WHAT IS BEING ASKED: Go through the entries below and copy out every line that contains the string "trunk". Matching is case-sensitive.

── DATA EXCERPTS ──

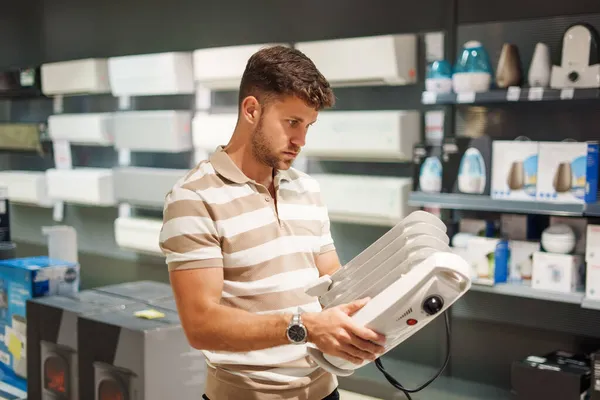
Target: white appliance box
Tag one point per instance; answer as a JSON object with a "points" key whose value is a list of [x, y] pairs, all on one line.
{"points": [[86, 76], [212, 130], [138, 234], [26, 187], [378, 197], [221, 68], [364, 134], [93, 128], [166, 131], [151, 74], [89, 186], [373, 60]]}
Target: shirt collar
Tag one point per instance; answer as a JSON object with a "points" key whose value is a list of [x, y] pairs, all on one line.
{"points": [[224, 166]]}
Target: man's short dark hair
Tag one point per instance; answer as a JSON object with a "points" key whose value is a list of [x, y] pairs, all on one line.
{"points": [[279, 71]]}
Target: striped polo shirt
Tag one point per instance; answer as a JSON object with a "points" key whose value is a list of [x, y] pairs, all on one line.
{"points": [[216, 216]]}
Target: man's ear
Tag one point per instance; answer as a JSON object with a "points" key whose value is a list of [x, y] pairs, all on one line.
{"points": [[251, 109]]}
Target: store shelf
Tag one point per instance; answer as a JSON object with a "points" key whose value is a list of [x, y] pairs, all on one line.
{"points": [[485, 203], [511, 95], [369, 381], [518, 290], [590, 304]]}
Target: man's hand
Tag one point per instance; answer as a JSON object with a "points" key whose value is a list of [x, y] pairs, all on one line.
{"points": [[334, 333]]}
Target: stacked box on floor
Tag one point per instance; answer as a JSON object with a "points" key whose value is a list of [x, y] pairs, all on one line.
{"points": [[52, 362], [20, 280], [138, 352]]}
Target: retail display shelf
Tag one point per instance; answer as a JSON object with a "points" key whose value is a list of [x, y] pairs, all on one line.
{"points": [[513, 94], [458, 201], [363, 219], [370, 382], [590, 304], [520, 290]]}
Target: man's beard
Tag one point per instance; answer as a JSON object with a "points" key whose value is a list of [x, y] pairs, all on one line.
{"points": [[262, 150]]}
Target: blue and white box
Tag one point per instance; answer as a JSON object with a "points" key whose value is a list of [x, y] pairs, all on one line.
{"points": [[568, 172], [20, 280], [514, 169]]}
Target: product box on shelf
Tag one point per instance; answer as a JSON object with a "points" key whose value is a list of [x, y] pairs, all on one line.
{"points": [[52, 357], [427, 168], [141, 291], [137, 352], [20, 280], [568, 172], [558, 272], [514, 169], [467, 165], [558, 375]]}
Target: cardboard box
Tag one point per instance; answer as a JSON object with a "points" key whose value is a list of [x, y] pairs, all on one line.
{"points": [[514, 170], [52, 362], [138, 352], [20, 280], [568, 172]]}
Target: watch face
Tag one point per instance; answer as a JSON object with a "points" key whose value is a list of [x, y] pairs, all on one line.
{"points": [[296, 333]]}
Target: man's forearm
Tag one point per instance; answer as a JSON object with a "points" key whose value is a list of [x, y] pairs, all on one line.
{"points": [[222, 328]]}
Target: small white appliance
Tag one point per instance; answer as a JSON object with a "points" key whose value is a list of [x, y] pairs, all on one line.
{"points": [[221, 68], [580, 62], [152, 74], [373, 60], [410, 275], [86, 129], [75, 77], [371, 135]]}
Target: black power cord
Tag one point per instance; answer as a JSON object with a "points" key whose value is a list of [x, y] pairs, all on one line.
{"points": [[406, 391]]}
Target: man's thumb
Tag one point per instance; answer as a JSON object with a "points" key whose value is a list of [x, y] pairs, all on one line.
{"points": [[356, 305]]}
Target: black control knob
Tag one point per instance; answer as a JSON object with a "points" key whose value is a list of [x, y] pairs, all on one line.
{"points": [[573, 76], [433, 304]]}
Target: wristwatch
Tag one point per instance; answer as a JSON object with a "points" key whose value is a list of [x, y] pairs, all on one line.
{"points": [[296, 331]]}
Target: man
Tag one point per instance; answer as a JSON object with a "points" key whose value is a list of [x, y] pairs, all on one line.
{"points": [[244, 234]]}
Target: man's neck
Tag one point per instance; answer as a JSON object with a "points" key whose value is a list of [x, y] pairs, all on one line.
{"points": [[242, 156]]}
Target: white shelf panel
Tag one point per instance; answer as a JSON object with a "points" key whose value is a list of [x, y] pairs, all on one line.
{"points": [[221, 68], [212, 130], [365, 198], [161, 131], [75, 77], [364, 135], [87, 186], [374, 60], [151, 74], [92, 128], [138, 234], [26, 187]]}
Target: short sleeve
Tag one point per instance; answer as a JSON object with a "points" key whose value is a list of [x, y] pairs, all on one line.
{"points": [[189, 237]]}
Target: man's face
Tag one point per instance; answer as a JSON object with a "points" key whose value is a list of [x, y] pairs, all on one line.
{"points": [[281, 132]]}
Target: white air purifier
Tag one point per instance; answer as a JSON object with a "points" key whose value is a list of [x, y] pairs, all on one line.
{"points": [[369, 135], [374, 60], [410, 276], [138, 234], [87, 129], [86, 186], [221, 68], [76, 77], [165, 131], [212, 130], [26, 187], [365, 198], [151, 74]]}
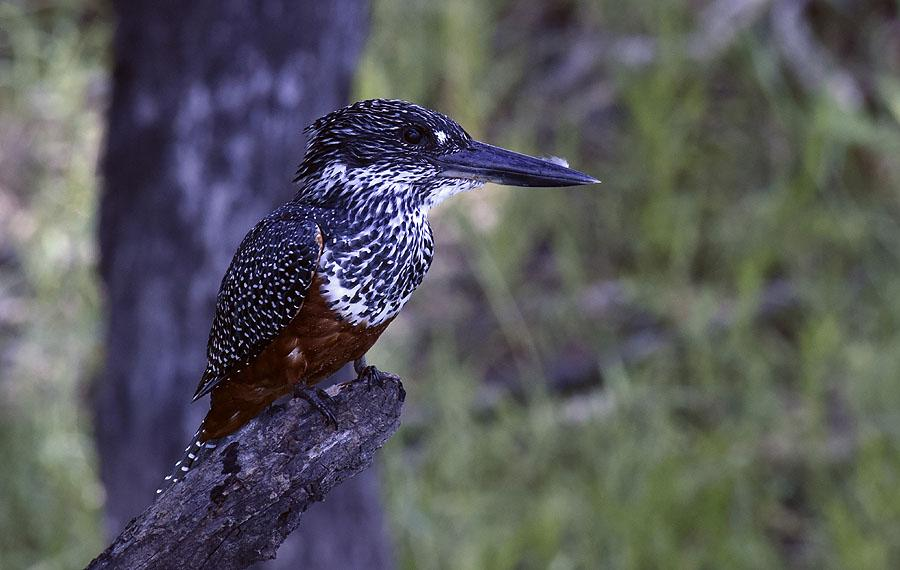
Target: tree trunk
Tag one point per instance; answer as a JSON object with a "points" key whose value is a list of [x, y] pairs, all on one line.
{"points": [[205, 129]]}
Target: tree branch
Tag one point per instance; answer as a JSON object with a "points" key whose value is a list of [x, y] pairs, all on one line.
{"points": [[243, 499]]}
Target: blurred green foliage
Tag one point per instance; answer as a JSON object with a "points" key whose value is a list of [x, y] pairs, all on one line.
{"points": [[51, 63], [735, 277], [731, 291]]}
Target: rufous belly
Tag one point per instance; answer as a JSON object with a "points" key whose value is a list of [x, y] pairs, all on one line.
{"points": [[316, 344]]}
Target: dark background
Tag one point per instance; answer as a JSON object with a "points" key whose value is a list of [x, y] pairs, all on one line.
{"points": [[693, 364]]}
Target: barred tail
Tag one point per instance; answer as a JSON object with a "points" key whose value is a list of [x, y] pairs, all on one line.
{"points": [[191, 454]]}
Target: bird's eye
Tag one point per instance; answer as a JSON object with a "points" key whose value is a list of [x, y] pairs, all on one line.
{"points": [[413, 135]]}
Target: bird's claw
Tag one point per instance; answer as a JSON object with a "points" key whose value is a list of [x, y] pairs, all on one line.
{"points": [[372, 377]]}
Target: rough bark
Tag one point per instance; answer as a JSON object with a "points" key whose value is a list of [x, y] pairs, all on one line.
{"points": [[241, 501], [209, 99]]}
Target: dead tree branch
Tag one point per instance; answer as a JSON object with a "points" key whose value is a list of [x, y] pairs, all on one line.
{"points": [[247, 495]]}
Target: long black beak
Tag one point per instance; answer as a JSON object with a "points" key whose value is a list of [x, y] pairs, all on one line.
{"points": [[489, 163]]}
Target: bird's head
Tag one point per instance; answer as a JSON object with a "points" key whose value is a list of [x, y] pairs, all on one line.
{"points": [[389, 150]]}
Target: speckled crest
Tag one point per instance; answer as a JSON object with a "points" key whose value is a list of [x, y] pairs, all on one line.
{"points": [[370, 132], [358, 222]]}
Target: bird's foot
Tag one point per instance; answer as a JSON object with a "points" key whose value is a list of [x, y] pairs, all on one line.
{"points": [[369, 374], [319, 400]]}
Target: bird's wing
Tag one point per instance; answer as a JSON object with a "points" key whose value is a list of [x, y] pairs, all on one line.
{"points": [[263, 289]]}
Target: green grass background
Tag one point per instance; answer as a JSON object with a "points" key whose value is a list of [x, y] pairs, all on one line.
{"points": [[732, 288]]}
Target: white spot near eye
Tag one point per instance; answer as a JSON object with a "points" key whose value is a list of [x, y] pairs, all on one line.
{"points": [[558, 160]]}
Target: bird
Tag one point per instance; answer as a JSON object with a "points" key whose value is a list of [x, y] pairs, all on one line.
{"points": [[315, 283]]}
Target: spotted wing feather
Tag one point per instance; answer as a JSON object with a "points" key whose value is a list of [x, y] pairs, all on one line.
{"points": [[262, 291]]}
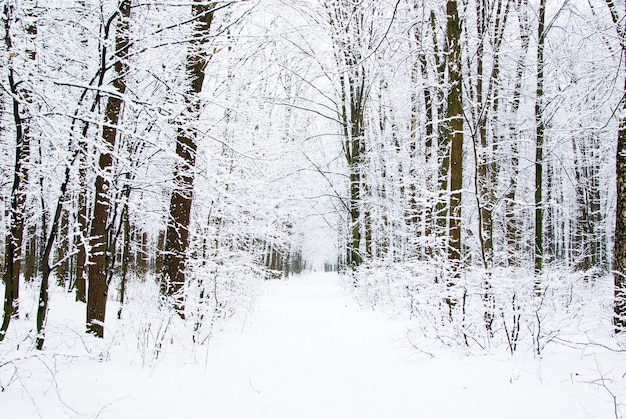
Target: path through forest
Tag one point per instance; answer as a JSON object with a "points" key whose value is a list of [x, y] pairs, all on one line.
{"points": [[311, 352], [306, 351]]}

───
── DATA EXCERPTS ──

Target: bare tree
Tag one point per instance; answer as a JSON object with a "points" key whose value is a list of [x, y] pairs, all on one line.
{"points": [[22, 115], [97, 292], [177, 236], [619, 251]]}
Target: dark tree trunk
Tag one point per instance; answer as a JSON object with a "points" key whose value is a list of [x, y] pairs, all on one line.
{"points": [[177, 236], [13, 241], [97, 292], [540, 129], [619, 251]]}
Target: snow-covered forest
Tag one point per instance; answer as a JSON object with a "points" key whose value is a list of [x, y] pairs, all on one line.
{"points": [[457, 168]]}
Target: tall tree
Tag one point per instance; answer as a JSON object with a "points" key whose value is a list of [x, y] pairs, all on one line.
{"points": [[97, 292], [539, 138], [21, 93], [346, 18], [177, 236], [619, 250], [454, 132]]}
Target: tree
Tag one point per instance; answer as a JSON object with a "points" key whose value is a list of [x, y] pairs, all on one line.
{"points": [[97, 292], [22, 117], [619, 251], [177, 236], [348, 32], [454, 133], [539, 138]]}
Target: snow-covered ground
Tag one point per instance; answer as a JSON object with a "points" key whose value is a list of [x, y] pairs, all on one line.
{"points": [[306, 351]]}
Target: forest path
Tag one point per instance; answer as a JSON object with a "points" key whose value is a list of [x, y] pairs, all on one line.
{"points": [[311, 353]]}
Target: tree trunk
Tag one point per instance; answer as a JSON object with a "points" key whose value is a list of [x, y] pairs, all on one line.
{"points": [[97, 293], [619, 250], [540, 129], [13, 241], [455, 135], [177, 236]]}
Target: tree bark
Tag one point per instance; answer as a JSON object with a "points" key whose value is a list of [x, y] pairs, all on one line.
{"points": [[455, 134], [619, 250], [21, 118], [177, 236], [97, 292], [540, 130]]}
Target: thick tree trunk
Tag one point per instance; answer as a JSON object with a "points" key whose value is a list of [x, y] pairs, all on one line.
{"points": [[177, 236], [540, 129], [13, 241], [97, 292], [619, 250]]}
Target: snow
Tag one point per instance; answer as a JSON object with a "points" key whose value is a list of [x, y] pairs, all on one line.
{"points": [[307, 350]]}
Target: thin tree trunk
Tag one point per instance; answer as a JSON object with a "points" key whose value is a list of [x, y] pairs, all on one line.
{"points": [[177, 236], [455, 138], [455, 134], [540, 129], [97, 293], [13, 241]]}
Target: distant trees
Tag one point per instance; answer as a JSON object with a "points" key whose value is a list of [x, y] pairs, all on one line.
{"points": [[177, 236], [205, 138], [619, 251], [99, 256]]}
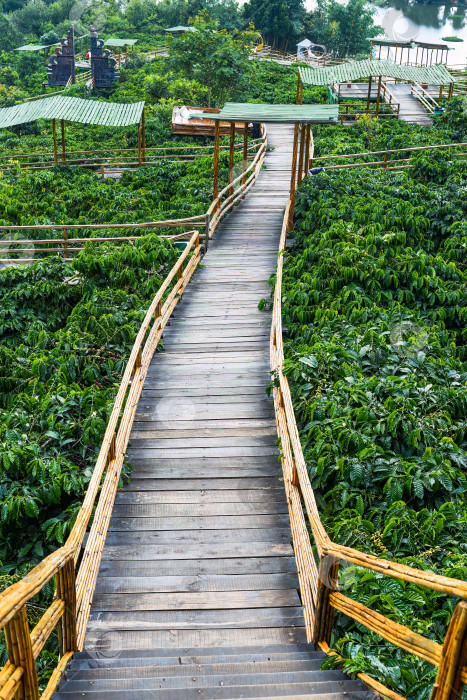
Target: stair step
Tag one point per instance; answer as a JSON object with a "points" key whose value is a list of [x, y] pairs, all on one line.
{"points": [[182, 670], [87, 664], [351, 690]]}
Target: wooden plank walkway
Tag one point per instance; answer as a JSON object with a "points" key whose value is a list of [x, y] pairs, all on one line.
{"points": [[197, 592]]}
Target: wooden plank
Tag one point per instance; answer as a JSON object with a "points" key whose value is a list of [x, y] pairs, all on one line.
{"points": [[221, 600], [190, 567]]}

───
── DATA EXCERPTS ──

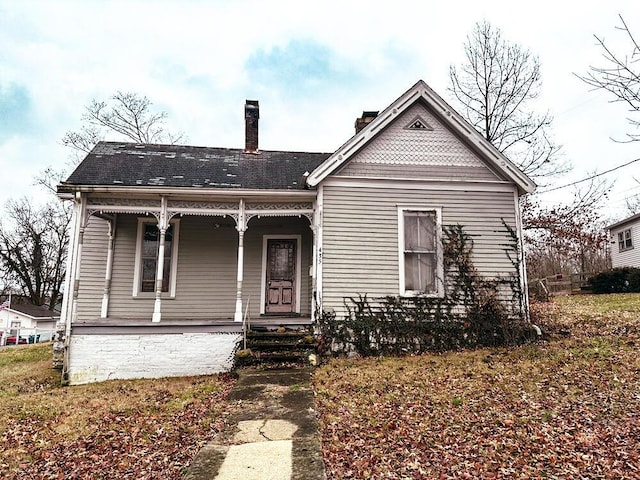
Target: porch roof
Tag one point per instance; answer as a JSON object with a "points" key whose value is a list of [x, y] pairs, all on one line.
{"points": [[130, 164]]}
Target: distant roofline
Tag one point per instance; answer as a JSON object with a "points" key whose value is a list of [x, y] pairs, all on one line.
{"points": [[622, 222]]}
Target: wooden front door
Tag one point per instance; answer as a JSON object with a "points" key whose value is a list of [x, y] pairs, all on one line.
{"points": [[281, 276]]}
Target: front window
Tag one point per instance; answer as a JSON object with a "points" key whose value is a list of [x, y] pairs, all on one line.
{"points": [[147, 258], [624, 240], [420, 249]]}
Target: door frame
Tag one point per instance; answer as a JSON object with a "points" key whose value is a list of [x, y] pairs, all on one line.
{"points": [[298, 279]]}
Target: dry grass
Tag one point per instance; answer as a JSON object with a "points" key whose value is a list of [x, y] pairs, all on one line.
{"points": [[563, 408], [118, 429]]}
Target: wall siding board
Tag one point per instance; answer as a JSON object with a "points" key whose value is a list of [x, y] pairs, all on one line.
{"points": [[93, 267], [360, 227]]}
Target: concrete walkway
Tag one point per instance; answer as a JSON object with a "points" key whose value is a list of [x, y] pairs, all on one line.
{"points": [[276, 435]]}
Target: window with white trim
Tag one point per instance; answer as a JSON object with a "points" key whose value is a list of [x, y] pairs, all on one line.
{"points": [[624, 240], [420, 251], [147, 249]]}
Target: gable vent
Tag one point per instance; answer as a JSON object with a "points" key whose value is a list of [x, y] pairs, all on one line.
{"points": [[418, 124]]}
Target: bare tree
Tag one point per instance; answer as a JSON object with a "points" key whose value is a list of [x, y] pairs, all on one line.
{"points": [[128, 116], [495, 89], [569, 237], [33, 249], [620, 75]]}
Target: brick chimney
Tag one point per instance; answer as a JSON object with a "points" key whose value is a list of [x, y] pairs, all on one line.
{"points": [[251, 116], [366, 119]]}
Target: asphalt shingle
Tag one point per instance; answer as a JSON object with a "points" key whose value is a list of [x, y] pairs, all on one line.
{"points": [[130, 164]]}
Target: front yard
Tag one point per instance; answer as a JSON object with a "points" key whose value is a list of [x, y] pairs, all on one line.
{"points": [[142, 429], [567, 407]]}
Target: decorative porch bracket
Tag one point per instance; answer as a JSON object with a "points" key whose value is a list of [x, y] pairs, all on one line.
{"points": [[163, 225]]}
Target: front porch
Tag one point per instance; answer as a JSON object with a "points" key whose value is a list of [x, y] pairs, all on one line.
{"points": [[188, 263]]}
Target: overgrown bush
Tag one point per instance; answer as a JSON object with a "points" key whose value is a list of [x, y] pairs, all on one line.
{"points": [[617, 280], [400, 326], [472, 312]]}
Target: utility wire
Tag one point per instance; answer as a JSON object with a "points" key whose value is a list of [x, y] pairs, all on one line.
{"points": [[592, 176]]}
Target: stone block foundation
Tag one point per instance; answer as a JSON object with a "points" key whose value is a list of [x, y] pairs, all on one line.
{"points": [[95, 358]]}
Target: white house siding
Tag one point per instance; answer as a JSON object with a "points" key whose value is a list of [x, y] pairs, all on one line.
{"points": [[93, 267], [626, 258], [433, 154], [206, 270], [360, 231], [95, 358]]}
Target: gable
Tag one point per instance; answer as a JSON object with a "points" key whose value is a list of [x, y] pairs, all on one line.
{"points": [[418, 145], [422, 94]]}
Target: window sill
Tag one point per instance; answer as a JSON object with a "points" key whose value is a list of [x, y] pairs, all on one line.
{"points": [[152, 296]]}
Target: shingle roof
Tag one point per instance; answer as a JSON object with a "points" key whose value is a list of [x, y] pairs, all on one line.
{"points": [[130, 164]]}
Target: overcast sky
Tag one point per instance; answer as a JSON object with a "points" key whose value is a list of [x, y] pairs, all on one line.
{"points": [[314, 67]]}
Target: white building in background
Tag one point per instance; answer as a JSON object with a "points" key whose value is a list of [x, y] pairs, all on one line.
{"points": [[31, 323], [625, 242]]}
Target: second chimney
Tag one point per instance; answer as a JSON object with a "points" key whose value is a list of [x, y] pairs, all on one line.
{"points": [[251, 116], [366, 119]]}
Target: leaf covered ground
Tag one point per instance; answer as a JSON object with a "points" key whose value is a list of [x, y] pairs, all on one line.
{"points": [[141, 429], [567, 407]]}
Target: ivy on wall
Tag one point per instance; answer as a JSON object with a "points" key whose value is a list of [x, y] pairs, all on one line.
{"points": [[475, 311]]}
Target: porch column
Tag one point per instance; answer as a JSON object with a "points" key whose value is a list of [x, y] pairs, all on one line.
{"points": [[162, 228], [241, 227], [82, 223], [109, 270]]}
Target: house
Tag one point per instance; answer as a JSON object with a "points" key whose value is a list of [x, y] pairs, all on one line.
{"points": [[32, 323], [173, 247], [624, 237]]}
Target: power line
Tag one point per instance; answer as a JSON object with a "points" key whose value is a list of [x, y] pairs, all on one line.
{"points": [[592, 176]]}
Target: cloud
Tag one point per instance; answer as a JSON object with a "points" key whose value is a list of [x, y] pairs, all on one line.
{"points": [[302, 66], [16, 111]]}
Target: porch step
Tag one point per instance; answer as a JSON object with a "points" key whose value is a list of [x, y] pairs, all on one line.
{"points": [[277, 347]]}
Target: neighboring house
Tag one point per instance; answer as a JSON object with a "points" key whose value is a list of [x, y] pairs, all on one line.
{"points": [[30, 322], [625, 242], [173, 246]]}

───

ANSWER FOR THE TASK:
Target: tree trunk
Target: dark tree trunk
Target: tree trunk
Target: thick tree trunk
Target: thin tree trunk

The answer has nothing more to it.